- TEXTAUSZUG -
▼▼▼

Energie & Ressourcen
Problemfraktion Restmüll. Die Menge steigt massiv, die Zahl der Fehlwürfe ist groß. Grund genug für den Abfallverband Graz-Umgebung Pilotprojekte im Bezirk zu initiieren. Mit laufenden Kontrollen bis „Pay as you throw“ sagt man der teuersten Fraktion den Kampf an.
Jährlich 94 Kilogramm pro Kopf und Nase im Bezirk Graz-Umgebung: Die Menge an Restmüll wird permanent größer. Die Kosten für die Verwertung und Entsorgung steigen, während die Trennungsmoral sinkt. Allzu oft verlässt man sich darauf, dass ohnehin maschinell aussortiert wird. Allerdings: Mit insgesamt rund 14.000 Tonnen ist Restmüll die größte Abfallgruppe im Bezirk. Noch vor 20 Jahren betrug das Aufkommen 77 Kilogramm pro Einwohner und war damit um 18 Prozent geringer. Problematisch ist vor allem auch die hohe Zahl der Fehlwürfe: Biomüll, Verpackungen, Elektroaltgeräte vom Haarfön bis zur Bohrmaschine, nicht restentleerte Spraydosen, Altkleider und Schuhe sowie Batterien landen zuhauf im Restmüll – es sind steiermarkweit auch allein 50 Millionen Liter falsch entsorgte Wasserflaschen.

▲▲▲

- AUFGABEN -
**1)** Zähle alle Abfallarten auf, die der Textauszug vor dem Gedankenstrich als Fehlwürfe im Restmüll nennt.
**2)** Beantworte anhand des Textauszugs:
(a) Wie viel Restmüll fällt im Bezirk Graz-Umgebung jährlich pro Kopf an?
(b) Wie viele Tonnen Restmüll gibt es im Bezirk insgesamt?
(c) Wie viele Liter Wasserflaschen werden steiermarkweit falsch entsorgt?
**3)** Schreib den Textauszug über Restmüll im Bezirk Graz-Umgebung weiter.
Die Einträge stammen aus einer anderen Quelle als der Textauszug.

- VORLIEGENDES MATERIAL -
▼▼▼

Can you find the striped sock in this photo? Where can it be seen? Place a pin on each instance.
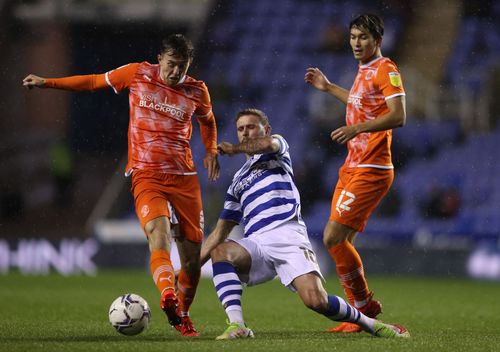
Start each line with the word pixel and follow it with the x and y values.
pixel 229 289
pixel 340 310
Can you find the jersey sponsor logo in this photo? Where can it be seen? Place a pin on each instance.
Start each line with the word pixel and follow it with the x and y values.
pixel 345 200
pixel 172 110
pixel 243 184
pixel 355 100
pixel 395 79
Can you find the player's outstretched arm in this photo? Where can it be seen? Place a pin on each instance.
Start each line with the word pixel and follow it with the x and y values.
pixel 260 145
pixel 74 83
pixel 32 80
pixel 218 235
pixel 318 80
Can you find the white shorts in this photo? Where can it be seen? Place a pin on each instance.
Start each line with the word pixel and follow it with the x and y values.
pixel 284 251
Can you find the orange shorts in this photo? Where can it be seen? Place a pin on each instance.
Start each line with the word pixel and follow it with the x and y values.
pixel 357 194
pixel 157 194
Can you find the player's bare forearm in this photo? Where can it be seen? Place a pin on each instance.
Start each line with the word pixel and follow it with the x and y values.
pixel 73 83
pixel 260 145
pixel 31 81
pixel 218 235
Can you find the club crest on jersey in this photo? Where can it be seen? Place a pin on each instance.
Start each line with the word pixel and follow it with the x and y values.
pixel 144 211
pixel 395 79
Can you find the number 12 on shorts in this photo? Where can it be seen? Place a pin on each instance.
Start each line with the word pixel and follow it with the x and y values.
pixel 345 199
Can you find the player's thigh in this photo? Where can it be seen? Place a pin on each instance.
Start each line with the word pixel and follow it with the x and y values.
pixel 310 289
pixel 354 201
pixel 158 233
pixel 289 250
pixel 260 270
pixel 150 199
pixel 234 253
pixel 185 198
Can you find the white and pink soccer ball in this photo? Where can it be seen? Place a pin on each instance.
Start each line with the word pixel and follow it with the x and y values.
pixel 129 314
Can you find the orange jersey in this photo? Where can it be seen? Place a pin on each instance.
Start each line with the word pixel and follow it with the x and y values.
pixel 376 82
pixel 160 117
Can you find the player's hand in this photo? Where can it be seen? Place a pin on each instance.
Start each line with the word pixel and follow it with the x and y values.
pixel 225 148
pixel 33 81
pixel 316 78
pixel 344 134
pixel 211 163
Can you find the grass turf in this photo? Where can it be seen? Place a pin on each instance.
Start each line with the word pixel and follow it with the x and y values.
pixel 55 313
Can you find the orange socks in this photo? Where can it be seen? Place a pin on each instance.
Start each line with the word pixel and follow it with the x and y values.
pixel 186 290
pixel 162 270
pixel 350 272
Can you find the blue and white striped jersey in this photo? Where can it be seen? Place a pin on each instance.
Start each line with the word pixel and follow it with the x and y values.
pixel 263 194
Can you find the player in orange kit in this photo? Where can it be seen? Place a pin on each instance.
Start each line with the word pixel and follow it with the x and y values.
pixel 162 100
pixel 375 105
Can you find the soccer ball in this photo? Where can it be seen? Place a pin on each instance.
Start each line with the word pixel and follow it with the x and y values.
pixel 129 314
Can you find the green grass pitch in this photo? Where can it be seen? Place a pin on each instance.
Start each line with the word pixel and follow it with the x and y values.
pixel 55 313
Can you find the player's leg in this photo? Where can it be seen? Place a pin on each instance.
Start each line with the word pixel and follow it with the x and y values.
pixel 153 214
pixel 159 238
pixel 185 198
pixel 338 239
pixel 188 279
pixel 356 196
pixel 231 263
pixel 314 296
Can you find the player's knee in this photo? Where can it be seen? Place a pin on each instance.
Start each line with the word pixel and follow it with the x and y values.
pixel 333 237
pixel 191 266
pixel 315 300
pixel 220 254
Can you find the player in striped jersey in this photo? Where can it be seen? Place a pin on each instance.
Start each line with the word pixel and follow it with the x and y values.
pixel 375 105
pixel 263 197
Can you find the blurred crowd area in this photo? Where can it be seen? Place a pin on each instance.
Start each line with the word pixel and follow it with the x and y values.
pixel 62 153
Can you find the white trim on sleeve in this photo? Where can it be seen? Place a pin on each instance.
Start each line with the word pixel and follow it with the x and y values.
pixel 109 82
pixel 203 116
pixel 375 166
pixel 395 95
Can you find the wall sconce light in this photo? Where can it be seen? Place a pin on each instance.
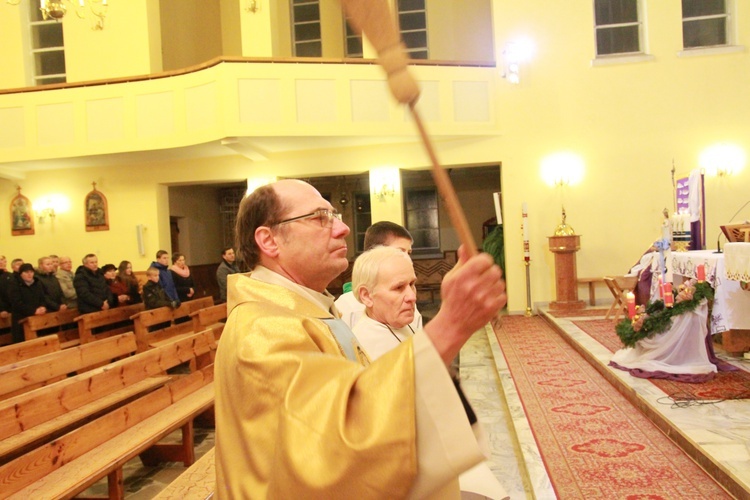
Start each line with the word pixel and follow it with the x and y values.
pixel 722 160
pixel 562 169
pixel 253 6
pixel 343 199
pixel 514 54
pixel 384 182
pixel 47 212
pixel 384 192
pixel 49 206
pixel 559 170
pixel 56 9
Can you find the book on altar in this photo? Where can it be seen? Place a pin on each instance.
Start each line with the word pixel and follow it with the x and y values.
pixel 737 232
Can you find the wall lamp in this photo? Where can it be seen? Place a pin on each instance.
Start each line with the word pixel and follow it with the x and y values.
pixel 49 206
pixel 253 6
pixel 56 9
pixel 514 54
pixel 721 160
pixel 384 182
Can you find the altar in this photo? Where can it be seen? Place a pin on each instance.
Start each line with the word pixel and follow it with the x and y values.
pixel 731 307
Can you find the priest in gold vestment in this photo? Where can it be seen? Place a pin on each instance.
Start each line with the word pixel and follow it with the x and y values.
pixel 300 411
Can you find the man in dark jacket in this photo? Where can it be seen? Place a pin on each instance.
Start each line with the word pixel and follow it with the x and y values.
pixel 226 268
pixel 27 299
pixel 91 287
pixel 5 277
pixel 165 277
pixel 52 289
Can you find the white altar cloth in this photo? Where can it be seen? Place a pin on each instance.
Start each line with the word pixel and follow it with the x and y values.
pixel 680 350
pixel 731 308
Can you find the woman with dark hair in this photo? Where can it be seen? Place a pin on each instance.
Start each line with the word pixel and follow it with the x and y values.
pixel 181 277
pixel 125 285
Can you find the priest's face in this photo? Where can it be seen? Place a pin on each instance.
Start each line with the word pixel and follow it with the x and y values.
pixel 392 300
pixel 311 250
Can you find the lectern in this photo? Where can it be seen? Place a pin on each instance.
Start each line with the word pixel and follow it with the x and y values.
pixel 566 276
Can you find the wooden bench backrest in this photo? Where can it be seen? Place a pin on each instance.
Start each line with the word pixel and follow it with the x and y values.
pixel 28 418
pixel 145 319
pixel 210 317
pixel 199 481
pixel 36 469
pixel 30 373
pixel 99 319
pixel 14 353
pixel 57 319
pixel 189 307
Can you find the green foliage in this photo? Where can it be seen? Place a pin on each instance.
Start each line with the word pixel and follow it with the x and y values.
pixel 659 317
pixel 494 244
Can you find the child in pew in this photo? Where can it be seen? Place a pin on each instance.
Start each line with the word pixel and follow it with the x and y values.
pixel 153 294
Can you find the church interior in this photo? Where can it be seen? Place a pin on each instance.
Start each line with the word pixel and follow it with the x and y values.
pixel 577 134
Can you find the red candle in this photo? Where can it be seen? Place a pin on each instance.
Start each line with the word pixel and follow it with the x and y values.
pixel 668 297
pixel 701 273
pixel 631 304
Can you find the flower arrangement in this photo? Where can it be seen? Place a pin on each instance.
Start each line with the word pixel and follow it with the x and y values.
pixel 655 318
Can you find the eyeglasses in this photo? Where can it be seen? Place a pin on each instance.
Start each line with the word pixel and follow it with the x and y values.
pixel 326 218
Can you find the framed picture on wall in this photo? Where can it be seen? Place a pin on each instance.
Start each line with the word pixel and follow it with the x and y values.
pixel 95 209
pixel 21 215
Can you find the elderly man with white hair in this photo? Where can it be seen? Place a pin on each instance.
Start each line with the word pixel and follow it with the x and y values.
pixel 383 280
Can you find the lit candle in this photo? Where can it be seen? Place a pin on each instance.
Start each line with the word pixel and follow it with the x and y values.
pixel 631 304
pixel 525 225
pixel 668 297
pixel 701 273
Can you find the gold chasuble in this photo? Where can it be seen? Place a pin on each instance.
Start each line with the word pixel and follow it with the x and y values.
pixel 294 417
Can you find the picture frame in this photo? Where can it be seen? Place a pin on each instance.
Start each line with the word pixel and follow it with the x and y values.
pixel 95 211
pixel 21 215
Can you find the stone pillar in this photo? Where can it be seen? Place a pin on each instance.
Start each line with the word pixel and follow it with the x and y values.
pixel 566 277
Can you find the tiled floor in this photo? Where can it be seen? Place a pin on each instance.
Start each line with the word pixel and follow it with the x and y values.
pixel 716 436
pixel 719 433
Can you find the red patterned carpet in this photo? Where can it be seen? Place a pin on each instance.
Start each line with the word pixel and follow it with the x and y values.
pixel 593 442
pixel 726 385
pixel 578 314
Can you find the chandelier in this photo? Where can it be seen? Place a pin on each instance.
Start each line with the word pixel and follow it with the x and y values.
pixel 56 9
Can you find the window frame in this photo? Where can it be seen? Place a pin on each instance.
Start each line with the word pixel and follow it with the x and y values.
pixel 32 18
pixel 641 52
pixel 294 24
pixel 729 35
pixel 412 51
pixel 350 34
pixel 420 251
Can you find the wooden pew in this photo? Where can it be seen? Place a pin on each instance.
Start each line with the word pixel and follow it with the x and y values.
pixel 29 374
pixel 210 317
pixel 143 321
pixel 29 420
pixel 197 482
pixel 106 321
pixel 14 353
pixel 71 463
pixel 74 461
pixel 54 320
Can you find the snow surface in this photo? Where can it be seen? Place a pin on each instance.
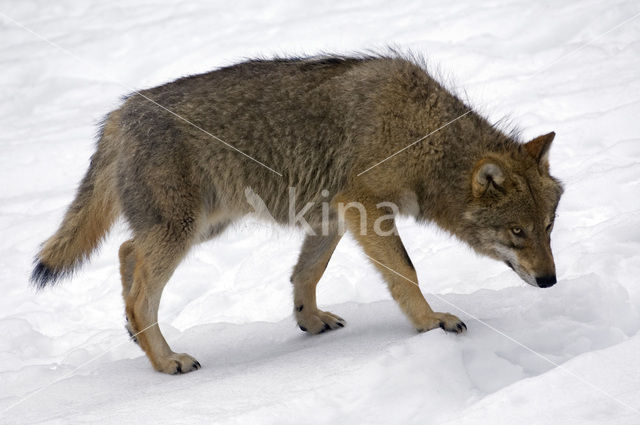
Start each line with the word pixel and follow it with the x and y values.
pixel 564 355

▲▲▲

- LÖSUNGEN -
**1)** Biomüll, Verpackungen, Elektroaltgeräte, nicht restentleerte Spraydosen, Altkleider, Schuhe, Batterien

**2)**
(a) 94 Kilogramm
(b) rund 14.000 Tonnen
(c) 50 Millionen Liter

**3)**
Fehlwürfe im Restmüll: Wirksame Hebel finden
Bis zum Jahr 2030 sollen allerdings EU-weit 55 Prozent aller Plastikverpackungen recycelt und 90 Prozent aller Einwegflaschen gesammelt werden. Damit das Einhalten dieser Ziele in erreichbare Nähe rückt, ist eine korrekte Entsorgung und die nachhaltige Sensibilisierung dafür unabdingbar. Markus Windisch, Obmann des AWV Graz- Umgebung: „ Restmüll ist die teuerste Fraktion und Fehlwürfe verschwenden wertvolle Ressourcen. Mir fehlt die öffentliche Empörung über mangelnde Mülltrennung.“
Der Abfallwirtschaftsverband Graz-Umgebung hat in Kooperation mit den Entsorgungsunternehmen Müllex Umwelt Säuberung und FCC Austria Abfall Service mehrere Projekte in der Pilotregion OST initiiert. „Ziel ist es, in Kumberg, Laßnitzhöhe und St. Radegund unterschiedliche Maßnahmen zu testen und diese auch zu evaluieren, um herauszufinden, welcher Hebel am wirksamsten ist und ob beziehungsweise wie sich das Verhalten wirklich ändert“, sagt Angelika Lingitz vom AWV Graz-Umgebung über die Pilotprojekte. Die richtige Trennung des Abfalls soll forciert, die Trennqualität unter Einbindung der Einwohner und Gemeinden gesteigert und eine bürgernahe Sammlung entwickelt werden.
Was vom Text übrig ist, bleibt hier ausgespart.